[start INFORMATION SUPPLIED]
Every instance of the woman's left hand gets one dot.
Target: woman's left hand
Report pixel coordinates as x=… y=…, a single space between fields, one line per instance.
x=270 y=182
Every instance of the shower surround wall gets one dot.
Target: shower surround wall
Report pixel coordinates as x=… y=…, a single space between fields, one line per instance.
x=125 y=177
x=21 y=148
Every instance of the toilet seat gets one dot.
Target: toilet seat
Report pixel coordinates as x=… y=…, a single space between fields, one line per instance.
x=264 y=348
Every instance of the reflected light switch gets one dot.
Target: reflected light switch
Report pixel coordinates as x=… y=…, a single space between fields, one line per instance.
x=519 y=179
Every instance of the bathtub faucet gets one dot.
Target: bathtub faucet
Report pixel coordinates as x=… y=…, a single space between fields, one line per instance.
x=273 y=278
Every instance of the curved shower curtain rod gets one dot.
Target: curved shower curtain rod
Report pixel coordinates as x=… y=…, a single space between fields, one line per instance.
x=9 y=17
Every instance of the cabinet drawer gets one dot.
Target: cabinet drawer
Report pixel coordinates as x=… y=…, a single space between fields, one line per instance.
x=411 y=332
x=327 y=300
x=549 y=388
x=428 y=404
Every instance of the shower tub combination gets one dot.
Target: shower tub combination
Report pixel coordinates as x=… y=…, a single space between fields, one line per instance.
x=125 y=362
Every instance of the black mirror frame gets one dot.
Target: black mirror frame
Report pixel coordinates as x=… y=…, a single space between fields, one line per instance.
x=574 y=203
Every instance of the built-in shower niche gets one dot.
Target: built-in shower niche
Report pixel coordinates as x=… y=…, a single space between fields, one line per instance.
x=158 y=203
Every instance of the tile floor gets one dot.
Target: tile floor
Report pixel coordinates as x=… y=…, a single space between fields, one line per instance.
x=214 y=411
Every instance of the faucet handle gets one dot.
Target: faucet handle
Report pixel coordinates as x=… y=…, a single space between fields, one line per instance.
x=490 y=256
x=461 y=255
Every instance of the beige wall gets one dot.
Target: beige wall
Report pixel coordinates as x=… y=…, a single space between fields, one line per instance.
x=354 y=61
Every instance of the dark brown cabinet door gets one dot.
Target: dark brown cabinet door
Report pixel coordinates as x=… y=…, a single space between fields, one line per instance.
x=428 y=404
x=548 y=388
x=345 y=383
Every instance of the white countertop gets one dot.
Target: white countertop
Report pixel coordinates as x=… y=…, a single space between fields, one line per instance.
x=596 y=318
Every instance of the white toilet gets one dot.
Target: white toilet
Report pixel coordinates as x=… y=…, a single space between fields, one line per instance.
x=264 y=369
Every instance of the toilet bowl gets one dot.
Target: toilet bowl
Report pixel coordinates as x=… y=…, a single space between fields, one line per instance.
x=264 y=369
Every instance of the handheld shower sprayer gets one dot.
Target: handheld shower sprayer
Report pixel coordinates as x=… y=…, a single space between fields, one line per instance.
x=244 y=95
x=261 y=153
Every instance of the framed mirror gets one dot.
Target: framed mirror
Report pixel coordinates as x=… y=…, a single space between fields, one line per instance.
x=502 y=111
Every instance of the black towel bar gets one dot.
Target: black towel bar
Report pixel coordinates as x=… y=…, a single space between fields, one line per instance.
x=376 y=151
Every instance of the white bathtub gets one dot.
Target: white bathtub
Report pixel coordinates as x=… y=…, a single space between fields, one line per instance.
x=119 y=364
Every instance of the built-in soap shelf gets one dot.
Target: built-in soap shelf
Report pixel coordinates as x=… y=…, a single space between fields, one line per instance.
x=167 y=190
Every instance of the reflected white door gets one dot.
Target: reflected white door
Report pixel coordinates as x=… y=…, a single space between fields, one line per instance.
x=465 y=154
[end INFORMATION SUPPLIED]
Could you copy the items above word for word, starting at the line with "Every instance of the faucet" and ending at the line with "x=345 y=383", with both of those lines included?

Every instance of the faucet handle gets one dot.
Target: faucet handle
Report pixel coordinates as x=… y=…, a single space between fields, one line per instance.
x=490 y=256
x=461 y=255
Every instance of the beige wall gets one dot.
Target: beige wall
Report pixel coordinates as x=… y=…, a single space between fields, one line per instance.
x=354 y=61
Every instance of the dark brown cabinet door gets one dot.
Target: dark brown cabinet door
Report pixel coordinates as x=… y=…, a single space between fields, one line per instance.
x=428 y=404
x=548 y=388
x=345 y=383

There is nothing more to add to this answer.